(Stored data entries)
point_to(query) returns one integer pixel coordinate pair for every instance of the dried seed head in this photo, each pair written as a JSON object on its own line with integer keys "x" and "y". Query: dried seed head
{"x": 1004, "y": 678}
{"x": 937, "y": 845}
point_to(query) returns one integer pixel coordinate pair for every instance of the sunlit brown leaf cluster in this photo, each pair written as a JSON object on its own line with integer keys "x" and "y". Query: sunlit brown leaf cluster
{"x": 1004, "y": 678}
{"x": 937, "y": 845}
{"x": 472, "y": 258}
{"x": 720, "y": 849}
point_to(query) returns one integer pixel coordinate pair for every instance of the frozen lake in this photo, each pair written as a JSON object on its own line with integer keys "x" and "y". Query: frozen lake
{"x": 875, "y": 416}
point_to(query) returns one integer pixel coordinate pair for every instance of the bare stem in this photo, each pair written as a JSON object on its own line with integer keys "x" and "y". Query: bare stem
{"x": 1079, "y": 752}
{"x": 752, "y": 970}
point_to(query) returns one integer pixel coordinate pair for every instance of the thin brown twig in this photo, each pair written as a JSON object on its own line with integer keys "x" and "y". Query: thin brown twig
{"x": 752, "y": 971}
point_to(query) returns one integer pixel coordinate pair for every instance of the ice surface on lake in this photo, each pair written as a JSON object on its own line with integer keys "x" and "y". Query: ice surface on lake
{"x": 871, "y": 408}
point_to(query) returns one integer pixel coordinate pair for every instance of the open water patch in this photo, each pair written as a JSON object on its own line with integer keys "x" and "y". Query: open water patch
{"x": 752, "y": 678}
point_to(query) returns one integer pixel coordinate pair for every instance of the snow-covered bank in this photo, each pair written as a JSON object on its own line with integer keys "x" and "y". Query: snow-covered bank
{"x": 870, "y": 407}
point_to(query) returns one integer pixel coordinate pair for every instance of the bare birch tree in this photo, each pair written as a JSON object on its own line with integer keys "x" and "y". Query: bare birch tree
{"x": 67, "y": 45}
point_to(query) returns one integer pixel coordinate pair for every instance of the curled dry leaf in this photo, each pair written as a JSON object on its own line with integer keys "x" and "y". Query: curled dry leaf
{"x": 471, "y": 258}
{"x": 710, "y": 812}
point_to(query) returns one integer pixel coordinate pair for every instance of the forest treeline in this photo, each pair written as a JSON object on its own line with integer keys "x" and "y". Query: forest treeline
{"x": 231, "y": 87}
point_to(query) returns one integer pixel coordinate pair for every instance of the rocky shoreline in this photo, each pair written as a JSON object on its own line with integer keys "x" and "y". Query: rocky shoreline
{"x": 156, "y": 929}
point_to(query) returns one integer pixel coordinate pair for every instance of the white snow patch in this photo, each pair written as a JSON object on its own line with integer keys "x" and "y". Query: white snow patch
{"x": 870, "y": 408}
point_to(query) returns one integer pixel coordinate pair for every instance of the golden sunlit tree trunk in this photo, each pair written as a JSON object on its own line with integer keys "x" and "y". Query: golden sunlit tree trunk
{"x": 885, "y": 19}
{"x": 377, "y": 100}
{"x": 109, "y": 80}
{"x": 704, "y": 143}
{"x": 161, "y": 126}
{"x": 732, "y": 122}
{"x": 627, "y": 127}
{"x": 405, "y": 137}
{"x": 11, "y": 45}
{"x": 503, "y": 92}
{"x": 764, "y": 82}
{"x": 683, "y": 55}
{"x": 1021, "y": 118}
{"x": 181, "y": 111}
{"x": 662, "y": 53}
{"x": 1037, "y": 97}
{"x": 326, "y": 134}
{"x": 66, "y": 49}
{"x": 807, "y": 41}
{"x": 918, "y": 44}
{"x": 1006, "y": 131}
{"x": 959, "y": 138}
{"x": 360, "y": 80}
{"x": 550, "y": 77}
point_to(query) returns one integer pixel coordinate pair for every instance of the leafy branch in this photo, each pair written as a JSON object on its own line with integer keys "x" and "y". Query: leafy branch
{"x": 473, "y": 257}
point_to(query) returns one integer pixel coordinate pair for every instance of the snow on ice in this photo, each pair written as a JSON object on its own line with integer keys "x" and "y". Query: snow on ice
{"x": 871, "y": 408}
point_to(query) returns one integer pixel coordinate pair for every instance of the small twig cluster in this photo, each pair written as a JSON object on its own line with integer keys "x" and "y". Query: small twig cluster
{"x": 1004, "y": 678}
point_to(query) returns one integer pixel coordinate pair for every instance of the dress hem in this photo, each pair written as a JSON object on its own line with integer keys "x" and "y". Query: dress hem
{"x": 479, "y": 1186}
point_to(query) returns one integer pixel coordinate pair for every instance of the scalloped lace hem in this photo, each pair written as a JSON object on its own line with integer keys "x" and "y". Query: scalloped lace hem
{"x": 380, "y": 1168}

**THE TASK**
Repeat the data above, word for word.

**FINAL ANSWER**
point_to(query) returns one integer pixel coordinate pair for every instance of the dried seed head in this photo, each pair written as a JSON object on its own line with integer keys "x" and "y". Query: dried seed head
{"x": 1004, "y": 678}
{"x": 937, "y": 845}
point_to(query) returns one integer pixel coordinate pair for every instance of the sunlit brown leaf cluster in this photo, each pair written as a JSON object on its own line with integer keys "x" and "y". Query: sunlit brown leaf cluster
{"x": 1004, "y": 678}
{"x": 937, "y": 845}
{"x": 472, "y": 258}
{"x": 720, "y": 849}
point_to(query) returns one integer pixel coordinate pair for every instance of the frozen lake in this photo, each pair written as a JSON object on its own line with integer keys "x" and "y". Query: frozen lake
{"x": 875, "y": 416}
point_to(query) returns one integer pixel coordinate pair for every instance of the bare stem in this photo, each pair written as a JSON object on its own line with integer keys "x" and "y". Query: bare stem
{"x": 1079, "y": 752}
{"x": 752, "y": 970}
point_to(query) returns one integer pixel coordinate pair for every instance of the thin brown twig in this photo, each pair written as a JSON object on its own line with integer keys "x" and "y". Query: thin brown twig
{"x": 752, "y": 971}
point_to(query) returns one integer pixel coordinate pair for every instance of the ice surface on lake in this photo, each pair written as a JSON object on its own line with integer keys "x" and "y". Query: ice surface on lake
{"x": 871, "y": 408}
point_to(query) returns one integer pixel coordinate pair for every instance of the open water patch in this photo, each pair written as a JSON object on its own line with integer keys "x" and "y". Query: open water patch
{"x": 752, "y": 678}
point_to(query) returns one integer pixel coordinate pair for every instance of the snow-covered bank in this photo, each pair written as a JSON object on its own line with integer keys "x" and "y". Query: snow-covered bank
{"x": 870, "y": 407}
point_to(query) returns one integer pixel coordinate pair for every instance of the bare birch tree in this photo, each pair written as a JSON object on its own line with integer keys "x" and "y". Query: bare birch tree
{"x": 67, "y": 45}
point_to(query) returns one integer pixel coordinate pair for every instance of the curled dry leaf in this photo, each pair written as a JSON object on its own line with integer keys "x" and "y". Query: curled dry leaf
{"x": 471, "y": 258}
{"x": 710, "y": 812}
point_to(query) returns one integer pixel coordinate pair for every instance of the forest treeline in this photo, each pair written as a JSON object on its own line with integer keys "x" and "y". Query: forest treeline
{"x": 231, "y": 87}
point_to(query) returns one integer pixel coordinate pair for every instance of the rocky shoreline in this photo, each pair written as a JSON object on its own line with integer keys "x" and "y". Query: rocky shoreline
{"x": 156, "y": 929}
point_to(query) returns one integer pixel coordinate pair for every instance of the white snow patch in this photo, each pair written as a JSON object on its own line with integer keys "x" and "y". Query: white snow patch
{"x": 870, "y": 408}
point_to(query) returns one integer pixel coordinate pair for every instance of the golden sunlit tree trunk in this photo, each pair written as a JSON object on its own line with integer keys "x" and "y". Query: golden sunlit tree trunk
{"x": 885, "y": 19}
{"x": 377, "y": 100}
{"x": 109, "y": 80}
{"x": 704, "y": 143}
{"x": 161, "y": 126}
{"x": 732, "y": 122}
{"x": 627, "y": 127}
{"x": 405, "y": 137}
{"x": 11, "y": 45}
{"x": 503, "y": 92}
{"x": 764, "y": 82}
{"x": 683, "y": 55}
{"x": 1021, "y": 118}
{"x": 181, "y": 111}
{"x": 662, "y": 53}
{"x": 1037, "y": 97}
{"x": 326, "y": 134}
{"x": 66, "y": 49}
{"x": 807, "y": 41}
{"x": 918, "y": 44}
{"x": 1006, "y": 131}
{"x": 959, "y": 138}
{"x": 360, "y": 80}
{"x": 550, "y": 77}
point_to(query) returns one integer pixel coordinate pair for every instance of the leafy branch in this photo, each pair written as a JSON object on its own line with integer keys "x" and "y". Query: leafy branch
{"x": 473, "y": 257}
point_to(query) returns one integer pixel coordinate pair for every instance of the snow on ice in this photo, each pair written as a JSON object on its own line with integer keys "x" and "y". Query: snow on ice
{"x": 871, "y": 408}
point_to(query) returns one integer pixel coordinate pair for every instance of the small twig cluster in this photo, each pair written as a JSON object on its own line with integer keys "x" and "y". Query: small twig cluster
{"x": 1004, "y": 678}
point_to(query) returns one integer pixel coordinate pair for every instance of the dress hem in this photo, each pair written as a JSON object on its own line with integer keys "x" and "y". Query: dress hem
{"x": 479, "y": 1186}
point_to(query) returns one integer pixel coordinate pair for every instance of the scalloped lace hem in this photo, each pair written as a JSON object on its own line with integer keys "x" and "y". Query: scalloped lace hem
{"x": 380, "y": 1168}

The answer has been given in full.